• **What you have to do**:
Lay out the records, from the line with "Find the cockpit" through the last line of the records (both included), as a Markdown table with the columns Row and Line. Give each line its row number and leave out blank lines.

━━━━━ Dataset entries ━━━━━

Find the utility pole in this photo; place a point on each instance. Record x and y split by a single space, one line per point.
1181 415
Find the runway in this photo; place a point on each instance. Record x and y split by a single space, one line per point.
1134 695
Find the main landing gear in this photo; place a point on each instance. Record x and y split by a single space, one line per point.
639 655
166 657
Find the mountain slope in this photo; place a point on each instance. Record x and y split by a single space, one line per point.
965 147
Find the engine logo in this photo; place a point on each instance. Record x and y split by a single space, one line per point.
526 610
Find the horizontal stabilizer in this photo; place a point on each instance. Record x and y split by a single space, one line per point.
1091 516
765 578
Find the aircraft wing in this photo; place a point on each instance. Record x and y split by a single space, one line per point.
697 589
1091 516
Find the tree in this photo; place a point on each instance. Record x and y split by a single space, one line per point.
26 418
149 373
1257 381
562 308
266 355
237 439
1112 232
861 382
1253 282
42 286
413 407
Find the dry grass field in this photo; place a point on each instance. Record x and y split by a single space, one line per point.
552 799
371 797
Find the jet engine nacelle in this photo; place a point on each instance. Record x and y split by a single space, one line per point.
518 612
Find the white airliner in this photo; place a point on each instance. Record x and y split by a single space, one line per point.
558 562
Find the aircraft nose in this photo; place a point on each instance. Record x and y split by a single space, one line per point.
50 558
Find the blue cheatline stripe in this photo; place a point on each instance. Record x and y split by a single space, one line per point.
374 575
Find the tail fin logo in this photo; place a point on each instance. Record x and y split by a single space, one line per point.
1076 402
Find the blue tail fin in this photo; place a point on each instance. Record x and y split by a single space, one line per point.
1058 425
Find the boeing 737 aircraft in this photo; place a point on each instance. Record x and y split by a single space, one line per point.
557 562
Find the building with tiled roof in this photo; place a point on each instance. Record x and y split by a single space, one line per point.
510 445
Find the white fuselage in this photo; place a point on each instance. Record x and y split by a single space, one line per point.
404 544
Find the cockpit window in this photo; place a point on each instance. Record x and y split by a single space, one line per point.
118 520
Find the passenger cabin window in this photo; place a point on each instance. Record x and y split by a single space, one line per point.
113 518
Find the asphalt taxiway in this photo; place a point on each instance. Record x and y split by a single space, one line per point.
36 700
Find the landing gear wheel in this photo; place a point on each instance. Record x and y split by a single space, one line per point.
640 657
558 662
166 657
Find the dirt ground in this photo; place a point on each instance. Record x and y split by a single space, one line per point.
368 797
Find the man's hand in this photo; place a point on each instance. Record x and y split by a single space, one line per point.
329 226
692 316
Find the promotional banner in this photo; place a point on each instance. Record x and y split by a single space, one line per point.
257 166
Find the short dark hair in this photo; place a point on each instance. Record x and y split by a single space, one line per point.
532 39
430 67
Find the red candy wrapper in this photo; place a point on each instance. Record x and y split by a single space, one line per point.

━━━━━

• **Right answer**:
| Row | Line |
|---|---|
| 1 | Find the cockpit window in this photo; place a point on each instance. Record x and y split by a single space, one line per point. |
| 2 | 118 520 |
| 3 | Find the passenger cabin window in this photo; place a point on each instance. Record x and y split by a single space, one line per point. |
| 4 | 113 518 |
| 5 | Find the asphalt taxiway in this photo; place a point on each instance. Record x and y split by a single space, one line per point. |
| 6 | 36 700 |
| 7 | Find the landing gear wheel in this photo; place a point on each instance. Record x and y split by a single space, one line per point. |
| 8 | 640 657 |
| 9 | 558 662 |
| 10 | 166 657 |
| 11 | Find the dirt ground in this photo; place a point on each instance. Record x and y split by a single space, one line per point. |
| 12 | 368 797 |
| 13 | Find the man's hand in this photo; place a point on each instance. Record x and y split by a single space, one line per point. |
| 14 | 329 226 |
| 15 | 692 316 |
| 16 | Find the promotional banner in this photo; place a point on each instance. Record x and y split by a single space, one line per point. |
| 17 | 257 166 |
| 18 | Find the short dark hair in this photo; place a point on each instance. Record x and y split by a single space, one line per point. |
| 19 | 532 39 |
| 20 | 430 67 |
| 21 | Find the red candy wrapper in this photo; place a point on each instance. Record x and y split by a single space, one line per point. |